# Task to complete
Can you retype only the lines from the one with "segment horizon" through the final line of the material, exactly as given?

# Supplied material

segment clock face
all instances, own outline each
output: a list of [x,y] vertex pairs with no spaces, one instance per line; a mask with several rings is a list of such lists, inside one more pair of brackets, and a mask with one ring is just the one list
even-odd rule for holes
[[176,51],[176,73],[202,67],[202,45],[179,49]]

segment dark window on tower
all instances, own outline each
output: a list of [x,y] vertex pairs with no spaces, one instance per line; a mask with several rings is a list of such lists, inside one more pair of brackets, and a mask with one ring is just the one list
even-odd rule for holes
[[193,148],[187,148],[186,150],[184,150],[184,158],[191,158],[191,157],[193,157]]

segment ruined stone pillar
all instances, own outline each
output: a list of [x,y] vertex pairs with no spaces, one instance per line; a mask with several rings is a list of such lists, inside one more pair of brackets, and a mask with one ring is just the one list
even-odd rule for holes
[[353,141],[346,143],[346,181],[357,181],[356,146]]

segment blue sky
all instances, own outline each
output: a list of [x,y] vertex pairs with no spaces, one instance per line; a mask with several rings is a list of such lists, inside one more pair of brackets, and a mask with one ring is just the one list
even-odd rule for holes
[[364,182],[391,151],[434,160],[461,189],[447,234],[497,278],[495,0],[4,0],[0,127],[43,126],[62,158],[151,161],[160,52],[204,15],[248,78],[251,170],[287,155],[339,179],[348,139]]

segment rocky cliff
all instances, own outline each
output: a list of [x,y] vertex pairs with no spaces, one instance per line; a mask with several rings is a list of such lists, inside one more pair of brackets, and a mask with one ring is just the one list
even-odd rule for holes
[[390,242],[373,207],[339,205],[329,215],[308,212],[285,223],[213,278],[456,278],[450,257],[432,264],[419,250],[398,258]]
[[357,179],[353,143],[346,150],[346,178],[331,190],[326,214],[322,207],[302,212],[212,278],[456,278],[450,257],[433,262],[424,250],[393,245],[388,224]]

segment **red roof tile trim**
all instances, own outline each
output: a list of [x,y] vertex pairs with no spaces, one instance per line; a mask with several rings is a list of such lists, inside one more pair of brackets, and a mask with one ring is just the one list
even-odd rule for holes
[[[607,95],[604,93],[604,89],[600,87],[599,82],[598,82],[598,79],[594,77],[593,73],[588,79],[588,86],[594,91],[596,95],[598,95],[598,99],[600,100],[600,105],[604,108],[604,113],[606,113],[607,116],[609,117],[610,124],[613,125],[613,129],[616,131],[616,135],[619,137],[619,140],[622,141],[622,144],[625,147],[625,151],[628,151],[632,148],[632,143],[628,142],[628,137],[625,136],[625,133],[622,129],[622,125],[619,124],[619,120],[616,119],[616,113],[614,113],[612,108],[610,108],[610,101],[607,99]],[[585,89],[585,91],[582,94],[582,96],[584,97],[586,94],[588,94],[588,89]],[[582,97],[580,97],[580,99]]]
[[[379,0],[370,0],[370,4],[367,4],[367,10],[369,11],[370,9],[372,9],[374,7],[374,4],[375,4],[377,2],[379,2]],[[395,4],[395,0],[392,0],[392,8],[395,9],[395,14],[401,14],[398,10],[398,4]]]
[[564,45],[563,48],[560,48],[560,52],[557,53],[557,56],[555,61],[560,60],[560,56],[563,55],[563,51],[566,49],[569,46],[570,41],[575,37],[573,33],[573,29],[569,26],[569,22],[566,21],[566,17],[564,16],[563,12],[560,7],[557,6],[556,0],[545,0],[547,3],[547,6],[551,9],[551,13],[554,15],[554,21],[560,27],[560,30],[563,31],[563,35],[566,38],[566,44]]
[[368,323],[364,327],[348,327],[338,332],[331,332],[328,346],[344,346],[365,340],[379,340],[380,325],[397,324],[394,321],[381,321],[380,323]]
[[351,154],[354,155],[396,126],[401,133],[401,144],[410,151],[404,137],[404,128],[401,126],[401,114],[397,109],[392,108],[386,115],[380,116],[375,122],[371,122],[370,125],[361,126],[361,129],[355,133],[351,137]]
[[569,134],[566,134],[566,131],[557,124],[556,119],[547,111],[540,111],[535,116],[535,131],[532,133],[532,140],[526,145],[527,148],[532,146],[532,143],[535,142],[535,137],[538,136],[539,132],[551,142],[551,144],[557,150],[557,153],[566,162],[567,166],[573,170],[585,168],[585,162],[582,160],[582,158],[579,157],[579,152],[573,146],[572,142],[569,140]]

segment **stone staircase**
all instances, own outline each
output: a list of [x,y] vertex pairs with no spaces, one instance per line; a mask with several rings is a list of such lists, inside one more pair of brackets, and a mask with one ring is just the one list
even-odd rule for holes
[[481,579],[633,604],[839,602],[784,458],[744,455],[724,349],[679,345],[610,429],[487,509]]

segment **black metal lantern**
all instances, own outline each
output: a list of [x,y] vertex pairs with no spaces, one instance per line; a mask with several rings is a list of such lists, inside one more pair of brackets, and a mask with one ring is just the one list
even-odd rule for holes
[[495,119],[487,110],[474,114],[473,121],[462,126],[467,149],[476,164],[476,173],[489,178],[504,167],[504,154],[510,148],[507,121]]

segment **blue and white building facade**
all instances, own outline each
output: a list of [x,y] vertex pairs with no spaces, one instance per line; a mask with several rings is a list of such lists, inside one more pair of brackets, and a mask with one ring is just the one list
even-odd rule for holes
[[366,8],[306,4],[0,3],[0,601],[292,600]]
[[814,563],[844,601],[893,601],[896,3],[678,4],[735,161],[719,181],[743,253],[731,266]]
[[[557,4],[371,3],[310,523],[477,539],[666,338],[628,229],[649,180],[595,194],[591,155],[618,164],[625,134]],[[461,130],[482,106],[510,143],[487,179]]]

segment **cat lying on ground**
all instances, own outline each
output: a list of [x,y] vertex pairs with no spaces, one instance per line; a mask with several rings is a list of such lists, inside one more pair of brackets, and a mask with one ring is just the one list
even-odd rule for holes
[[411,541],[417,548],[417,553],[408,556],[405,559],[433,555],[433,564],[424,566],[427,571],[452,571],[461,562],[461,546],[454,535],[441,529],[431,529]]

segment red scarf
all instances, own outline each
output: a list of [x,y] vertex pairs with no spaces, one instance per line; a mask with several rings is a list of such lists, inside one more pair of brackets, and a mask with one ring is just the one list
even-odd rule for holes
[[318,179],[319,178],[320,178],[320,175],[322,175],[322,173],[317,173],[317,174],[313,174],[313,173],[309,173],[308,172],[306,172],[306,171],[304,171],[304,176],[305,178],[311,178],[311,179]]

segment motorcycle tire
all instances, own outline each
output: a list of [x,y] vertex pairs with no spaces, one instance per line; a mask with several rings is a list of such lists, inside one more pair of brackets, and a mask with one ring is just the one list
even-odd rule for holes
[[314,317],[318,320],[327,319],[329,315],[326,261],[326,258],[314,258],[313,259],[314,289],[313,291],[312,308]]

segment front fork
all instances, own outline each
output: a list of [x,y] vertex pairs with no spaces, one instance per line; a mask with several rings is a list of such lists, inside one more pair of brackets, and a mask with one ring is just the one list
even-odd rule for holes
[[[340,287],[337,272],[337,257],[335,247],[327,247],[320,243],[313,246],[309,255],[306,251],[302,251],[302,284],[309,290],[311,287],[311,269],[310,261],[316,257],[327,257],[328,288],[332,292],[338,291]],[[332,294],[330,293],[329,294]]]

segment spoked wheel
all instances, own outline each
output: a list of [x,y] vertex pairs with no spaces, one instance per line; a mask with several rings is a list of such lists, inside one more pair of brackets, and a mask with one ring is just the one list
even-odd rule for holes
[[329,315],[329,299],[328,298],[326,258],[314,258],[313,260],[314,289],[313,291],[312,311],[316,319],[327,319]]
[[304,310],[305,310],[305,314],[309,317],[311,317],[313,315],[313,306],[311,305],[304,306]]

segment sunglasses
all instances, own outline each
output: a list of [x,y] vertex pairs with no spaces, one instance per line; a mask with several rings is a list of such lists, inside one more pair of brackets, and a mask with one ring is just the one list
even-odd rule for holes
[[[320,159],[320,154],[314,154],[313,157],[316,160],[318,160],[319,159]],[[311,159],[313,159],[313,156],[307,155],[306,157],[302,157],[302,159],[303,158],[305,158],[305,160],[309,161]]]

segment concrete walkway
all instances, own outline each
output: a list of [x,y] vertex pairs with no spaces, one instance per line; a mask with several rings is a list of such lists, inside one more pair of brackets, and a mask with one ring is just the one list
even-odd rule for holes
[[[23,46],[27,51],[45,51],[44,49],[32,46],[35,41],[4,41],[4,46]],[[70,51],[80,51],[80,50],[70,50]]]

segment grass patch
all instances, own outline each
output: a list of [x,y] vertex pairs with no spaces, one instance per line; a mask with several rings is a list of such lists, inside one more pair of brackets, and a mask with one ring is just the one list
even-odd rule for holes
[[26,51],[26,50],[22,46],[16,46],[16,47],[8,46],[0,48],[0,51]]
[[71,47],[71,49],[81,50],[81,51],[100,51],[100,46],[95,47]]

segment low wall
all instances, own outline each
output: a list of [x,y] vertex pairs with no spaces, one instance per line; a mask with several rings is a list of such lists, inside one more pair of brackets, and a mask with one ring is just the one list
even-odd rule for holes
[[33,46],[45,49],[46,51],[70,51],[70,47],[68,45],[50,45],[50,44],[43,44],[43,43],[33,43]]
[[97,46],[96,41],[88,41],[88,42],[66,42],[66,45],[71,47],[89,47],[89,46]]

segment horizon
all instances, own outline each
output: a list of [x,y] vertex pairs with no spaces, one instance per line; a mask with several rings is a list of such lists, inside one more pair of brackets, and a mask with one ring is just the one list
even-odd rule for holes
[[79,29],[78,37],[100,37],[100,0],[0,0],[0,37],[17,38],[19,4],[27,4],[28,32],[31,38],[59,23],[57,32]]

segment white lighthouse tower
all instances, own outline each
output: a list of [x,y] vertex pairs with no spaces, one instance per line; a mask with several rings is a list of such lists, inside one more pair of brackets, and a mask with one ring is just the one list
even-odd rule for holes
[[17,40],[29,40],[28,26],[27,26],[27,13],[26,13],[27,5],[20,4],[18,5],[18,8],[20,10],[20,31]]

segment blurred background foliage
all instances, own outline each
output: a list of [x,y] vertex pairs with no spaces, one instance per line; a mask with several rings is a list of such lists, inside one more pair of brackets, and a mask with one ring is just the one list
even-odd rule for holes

# Answer to this task
segment horizon
all instances, own outline each
output: a list of [x,y] vertex pairs with no spaces, one instance per line; a mask with several rings is a list of such lists, inside one more pair of brackets, and a mask with one ring is just the one list
even-odd rule for holes
[[79,29],[78,37],[100,37],[100,0],[0,0],[0,37],[17,38],[19,4],[27,4],[28,32],[31,38],[59,23],[57,32]]

segment white lighthouse tower
all instances, own outline each
output: a list of [x,y] vertex pairs with no spaces, one instance per line; a mask with several rings is a list of such lists, inside one more pair of brackets, and a mask with one ring is just the one list
even-odd rule for holes
[[17,40],[29,40],[28,26],[27,26],[27,13],[26,13],[27,5],[20,4],[18,5],[18,8],[20,10],[20,31]]

segment blurred background foliage
all instances, own outline each
output: a list of [x,y] vertex pairs with no spaces, one instance per line; a mask with several rings is a list of such lists, inside one more pair of brackets, and a mask with one ring is just the one list
even-odd rule for holes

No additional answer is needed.